→ What you have to do: Gather and copy out every line in the records below that contains the word "building". Matching is case-sensitive.

Stored data entries:
################

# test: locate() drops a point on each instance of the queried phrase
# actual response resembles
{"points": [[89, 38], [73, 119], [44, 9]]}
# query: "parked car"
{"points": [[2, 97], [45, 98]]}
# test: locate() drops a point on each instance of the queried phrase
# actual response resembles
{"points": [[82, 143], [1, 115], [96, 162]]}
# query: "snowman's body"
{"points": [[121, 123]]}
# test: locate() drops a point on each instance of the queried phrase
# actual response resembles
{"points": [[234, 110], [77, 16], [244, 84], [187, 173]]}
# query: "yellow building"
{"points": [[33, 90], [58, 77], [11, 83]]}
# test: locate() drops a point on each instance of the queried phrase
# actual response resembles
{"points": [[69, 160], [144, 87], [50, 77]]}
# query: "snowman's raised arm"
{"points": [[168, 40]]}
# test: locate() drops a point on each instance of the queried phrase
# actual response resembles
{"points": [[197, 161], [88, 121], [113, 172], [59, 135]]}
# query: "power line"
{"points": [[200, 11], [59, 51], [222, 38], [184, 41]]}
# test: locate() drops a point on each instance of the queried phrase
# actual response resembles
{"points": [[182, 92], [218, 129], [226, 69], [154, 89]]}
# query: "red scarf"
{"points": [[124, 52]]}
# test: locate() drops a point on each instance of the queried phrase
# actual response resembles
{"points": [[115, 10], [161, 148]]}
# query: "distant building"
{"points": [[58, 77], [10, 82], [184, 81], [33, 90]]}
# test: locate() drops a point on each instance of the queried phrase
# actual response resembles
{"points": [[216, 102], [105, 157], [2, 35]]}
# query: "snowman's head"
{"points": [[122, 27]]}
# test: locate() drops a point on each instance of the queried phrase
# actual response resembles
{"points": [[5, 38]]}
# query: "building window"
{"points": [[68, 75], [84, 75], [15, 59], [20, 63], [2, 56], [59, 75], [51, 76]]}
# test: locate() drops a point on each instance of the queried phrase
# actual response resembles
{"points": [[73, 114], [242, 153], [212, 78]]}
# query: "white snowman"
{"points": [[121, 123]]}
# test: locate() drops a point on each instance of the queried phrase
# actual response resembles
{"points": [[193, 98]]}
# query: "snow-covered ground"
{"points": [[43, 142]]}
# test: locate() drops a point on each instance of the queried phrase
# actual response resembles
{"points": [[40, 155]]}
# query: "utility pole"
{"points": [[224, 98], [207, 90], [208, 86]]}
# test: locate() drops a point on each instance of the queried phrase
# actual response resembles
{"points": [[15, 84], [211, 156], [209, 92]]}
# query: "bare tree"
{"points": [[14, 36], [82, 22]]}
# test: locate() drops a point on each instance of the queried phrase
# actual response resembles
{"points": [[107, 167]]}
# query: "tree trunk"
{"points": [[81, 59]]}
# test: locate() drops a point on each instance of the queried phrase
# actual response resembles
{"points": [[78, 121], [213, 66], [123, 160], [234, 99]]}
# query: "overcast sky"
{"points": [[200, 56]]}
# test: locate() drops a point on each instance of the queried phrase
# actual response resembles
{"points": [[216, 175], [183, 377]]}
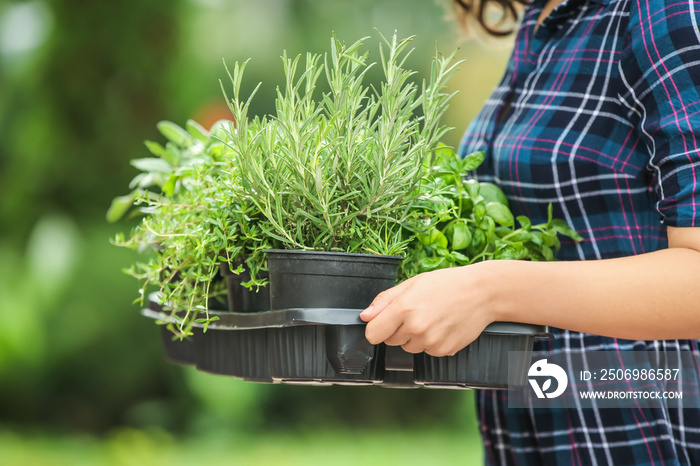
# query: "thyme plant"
{"points": [[339, 170], [190, 226]]}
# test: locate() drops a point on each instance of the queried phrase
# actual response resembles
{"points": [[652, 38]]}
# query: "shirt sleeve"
{"points": [[661, 70]]}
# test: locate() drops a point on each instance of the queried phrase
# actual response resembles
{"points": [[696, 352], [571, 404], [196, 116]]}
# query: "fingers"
{"points": [[383, 299]]}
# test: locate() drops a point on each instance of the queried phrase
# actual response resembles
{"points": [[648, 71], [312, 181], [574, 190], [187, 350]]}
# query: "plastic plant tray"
{"points": [[327, 346]]}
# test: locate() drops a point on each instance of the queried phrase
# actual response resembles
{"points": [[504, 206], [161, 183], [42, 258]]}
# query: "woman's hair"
{"points": [[479, 10]]}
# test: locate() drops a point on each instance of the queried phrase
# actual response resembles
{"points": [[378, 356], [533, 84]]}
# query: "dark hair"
{"points": [[477, 10]]}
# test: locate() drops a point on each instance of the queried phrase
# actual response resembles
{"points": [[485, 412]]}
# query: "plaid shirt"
{"points": [[598, 113]]}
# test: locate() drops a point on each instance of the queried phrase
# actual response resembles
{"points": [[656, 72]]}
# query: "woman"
{"points": [[598, 113]]}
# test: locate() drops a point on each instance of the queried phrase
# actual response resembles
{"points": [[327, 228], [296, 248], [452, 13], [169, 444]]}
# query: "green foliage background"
{"points": [[82, 85]]}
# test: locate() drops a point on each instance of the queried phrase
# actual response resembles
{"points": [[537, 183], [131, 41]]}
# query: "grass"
{"points": [[126, 447]]}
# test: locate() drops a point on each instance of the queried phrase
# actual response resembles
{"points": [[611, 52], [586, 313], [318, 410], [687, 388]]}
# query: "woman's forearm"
{"points": [[651, 296]]}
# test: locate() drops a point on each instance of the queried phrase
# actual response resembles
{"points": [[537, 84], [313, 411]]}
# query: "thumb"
{"points": [[383, 299]]}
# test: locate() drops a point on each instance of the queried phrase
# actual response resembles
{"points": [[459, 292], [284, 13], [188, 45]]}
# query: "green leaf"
{"points": [[158, 150], [197, 131], [174, 133], [473, 160], [459, 258], [511, 251], [461, 236], [524, 222], [473, 187], [479, 211], [433, 238], [120, 205], [500, 213], [168, 187], [563, 228], [152, 165], [549, 238]]}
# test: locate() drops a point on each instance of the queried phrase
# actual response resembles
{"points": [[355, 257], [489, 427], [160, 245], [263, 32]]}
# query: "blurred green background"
{"points": [[82, 376]]}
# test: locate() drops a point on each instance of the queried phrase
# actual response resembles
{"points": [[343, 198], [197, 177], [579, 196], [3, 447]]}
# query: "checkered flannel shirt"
{"points": [[598, 113]]}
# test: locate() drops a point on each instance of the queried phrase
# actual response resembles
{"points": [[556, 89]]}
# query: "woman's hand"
{"points": [[437, 312]]}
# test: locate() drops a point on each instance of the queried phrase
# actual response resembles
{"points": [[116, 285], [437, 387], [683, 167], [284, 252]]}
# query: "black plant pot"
{"points": [[314, 280], [240, 353], [485, 362]]}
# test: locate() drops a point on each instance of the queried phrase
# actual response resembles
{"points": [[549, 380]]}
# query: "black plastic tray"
{"points": [[328, 346]]}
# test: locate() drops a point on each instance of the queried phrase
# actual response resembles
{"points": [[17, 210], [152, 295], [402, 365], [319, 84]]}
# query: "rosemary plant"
{"points": [[339, 170]]}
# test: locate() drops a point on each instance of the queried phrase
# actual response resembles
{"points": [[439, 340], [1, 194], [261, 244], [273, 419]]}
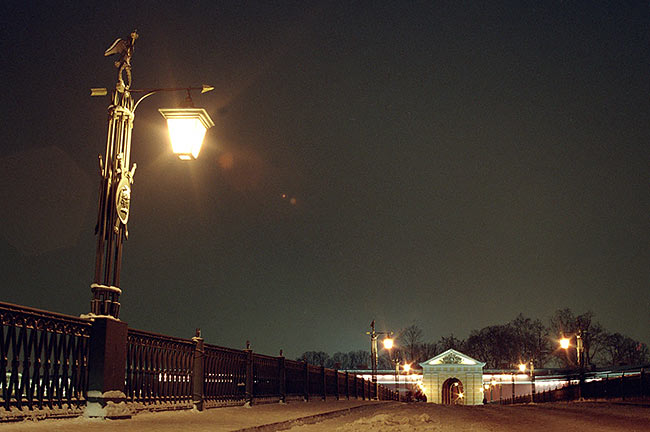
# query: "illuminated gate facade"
{"points": [[453, 378]]}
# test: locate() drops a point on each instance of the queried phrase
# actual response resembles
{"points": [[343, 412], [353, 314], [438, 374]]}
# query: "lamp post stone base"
{"points": [[107, 369]]}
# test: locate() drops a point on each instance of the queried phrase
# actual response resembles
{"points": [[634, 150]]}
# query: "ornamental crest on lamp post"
{"points": [[123, 199]]}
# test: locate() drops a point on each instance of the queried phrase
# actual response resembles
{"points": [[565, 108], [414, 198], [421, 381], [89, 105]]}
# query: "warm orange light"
{"points": [[187, 128], [564, 343]]}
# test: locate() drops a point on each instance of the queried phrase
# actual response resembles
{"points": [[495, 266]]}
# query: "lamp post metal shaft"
{"points": [[115, 187]]}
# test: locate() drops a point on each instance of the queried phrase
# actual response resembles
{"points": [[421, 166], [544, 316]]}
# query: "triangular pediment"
{"points": [[452, 357]]}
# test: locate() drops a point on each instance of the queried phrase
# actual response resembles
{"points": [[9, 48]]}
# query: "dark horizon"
{"points": [[444, 164]]}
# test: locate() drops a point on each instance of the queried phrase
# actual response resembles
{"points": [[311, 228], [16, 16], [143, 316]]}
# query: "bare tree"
{"points": [[623, 350], [410, 340], [318, 358]]}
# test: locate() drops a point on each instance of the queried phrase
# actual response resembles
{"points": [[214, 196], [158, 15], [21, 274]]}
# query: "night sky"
{"points": [[449, 164]]}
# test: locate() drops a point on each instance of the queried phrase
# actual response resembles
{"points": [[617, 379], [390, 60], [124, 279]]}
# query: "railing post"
{"points": [[249, 374], [324, 381], [107, 369], [336, 376], [306, 381], [642, 383], [282, 378], [198, 371], [347, 385]]}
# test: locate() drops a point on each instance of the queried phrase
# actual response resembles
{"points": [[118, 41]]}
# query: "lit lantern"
{"points": [[187, 128], [564, 343]]}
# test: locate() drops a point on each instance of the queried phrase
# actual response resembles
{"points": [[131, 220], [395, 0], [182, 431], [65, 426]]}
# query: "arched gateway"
{"points": [[453, 378]]}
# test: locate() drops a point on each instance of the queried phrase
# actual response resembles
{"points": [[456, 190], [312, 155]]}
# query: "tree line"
{"points": [[504, 346]]}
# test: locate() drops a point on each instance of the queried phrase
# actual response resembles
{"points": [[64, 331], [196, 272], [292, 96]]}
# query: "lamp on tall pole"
{"points": [[580, 357], [522, 369], [388, 343], [187, 124]]}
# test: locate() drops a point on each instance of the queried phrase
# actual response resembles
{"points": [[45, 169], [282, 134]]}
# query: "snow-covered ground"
{"points": [[373, 416], [591, 417]]}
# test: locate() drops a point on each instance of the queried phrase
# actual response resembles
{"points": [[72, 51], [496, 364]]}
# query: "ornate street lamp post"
{"points": [[373, 351], [117, 173]]}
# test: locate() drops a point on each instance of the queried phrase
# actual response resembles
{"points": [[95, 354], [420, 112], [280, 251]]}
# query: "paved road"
{"points": [[357, 416], [565, 417], [217, 419]]}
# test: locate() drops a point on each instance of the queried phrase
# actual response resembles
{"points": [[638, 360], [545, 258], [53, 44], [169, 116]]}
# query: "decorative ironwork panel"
{"points": [[225, 374], [331, 381], [315, 380], [44, 361], [340, 377], [295, 375], [266, 376], [158, 368]]}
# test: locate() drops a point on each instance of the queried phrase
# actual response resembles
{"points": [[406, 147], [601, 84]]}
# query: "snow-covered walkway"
{"points": [[352, 416]]}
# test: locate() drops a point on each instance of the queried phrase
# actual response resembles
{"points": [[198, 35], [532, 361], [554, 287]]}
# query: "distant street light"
{"points": [[564, 343], [186, 123], [373, 351], [580, 354], [522, 369]]}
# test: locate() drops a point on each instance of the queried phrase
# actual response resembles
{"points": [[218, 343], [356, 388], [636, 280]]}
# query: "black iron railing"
{"points": [[633, 384], [44, 359], [224, 376], [50, 360], [158, 369]]}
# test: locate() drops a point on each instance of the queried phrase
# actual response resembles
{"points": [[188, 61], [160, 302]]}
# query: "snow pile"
{"points": [[100, 405], [391, 423]]}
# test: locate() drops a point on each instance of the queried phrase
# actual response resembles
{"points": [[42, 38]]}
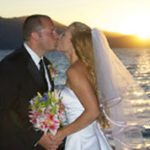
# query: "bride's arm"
{"points": [[80, 84]]}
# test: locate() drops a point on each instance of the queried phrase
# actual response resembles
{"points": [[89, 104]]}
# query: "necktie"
{"points": [[42, 71]]}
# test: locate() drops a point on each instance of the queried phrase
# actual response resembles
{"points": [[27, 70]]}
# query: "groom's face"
{"points": [[47, 36]]}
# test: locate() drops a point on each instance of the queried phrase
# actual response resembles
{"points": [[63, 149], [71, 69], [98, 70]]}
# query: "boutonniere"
{"points": [[53, 71]]}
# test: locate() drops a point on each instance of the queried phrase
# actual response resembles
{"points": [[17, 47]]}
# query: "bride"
{"points": [[97, 82], [80, 97]]}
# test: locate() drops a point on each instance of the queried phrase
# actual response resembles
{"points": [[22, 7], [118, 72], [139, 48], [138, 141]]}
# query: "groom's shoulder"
{"points": [[12, 57]]}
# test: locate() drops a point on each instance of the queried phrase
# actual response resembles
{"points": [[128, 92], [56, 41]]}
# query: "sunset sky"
{"points": [[125, 16]]}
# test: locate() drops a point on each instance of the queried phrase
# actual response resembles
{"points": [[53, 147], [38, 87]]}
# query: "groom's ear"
{"points": [[35, 35]]}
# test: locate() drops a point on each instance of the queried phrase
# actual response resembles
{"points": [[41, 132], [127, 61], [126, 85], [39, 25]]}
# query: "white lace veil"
{"points": [[118, 91]]}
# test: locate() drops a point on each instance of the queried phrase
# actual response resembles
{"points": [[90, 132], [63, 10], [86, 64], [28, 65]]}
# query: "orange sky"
{"points": [[125, 16]]}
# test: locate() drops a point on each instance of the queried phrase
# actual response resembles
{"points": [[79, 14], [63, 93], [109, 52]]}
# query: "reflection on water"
{"points": [[137, 62]]}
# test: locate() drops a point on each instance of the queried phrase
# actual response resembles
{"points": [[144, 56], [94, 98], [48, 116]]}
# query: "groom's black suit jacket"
{"points": [[19, 82]]}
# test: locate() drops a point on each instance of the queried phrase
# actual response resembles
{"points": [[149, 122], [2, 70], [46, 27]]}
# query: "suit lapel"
{"points": [[33, 70]]}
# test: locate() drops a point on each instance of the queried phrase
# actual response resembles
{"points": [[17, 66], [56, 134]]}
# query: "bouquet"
{"points": [[45, 112]]}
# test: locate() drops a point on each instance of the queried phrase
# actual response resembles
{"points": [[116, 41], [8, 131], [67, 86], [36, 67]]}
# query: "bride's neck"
{"points": [[72, 57]]}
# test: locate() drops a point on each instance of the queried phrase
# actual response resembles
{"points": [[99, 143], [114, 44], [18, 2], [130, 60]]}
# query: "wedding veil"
{"points": [[118, 93]]}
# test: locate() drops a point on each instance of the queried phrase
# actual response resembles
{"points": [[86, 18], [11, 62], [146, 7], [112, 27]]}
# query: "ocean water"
{"points": [[137, 61]]}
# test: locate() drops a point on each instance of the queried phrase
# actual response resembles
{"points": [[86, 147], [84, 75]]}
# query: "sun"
{"points": [[139, 26]]}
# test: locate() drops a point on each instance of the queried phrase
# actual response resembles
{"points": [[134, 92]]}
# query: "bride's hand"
{"points": [[59, 136]]}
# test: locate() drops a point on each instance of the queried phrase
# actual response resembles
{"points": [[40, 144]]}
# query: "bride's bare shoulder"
{"points": [[77, 70]]}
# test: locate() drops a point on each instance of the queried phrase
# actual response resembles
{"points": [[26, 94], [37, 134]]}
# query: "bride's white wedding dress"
{"points": [[89, 138]]}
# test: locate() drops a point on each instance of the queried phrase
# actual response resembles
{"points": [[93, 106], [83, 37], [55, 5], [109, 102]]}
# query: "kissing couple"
{"points": [[89, 89]]}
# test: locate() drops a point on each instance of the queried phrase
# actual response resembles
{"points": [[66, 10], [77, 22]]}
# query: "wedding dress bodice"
{"points": [[73, 107], [90, 137]]}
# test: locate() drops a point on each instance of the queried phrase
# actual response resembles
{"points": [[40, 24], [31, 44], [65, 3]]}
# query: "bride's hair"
{"points": [[82, 42]]}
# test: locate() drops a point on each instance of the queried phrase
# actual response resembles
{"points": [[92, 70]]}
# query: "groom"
{"points": [[20, 80]]}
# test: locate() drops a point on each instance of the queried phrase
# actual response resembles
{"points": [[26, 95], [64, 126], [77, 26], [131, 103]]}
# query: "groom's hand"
{"points": [[48, 143]]}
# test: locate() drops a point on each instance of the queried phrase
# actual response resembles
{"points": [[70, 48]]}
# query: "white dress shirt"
{"points": [[36, 60]]}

################

→ Result of the task:
# query: "yellow building"
# query: "distant building"
# query: "building window"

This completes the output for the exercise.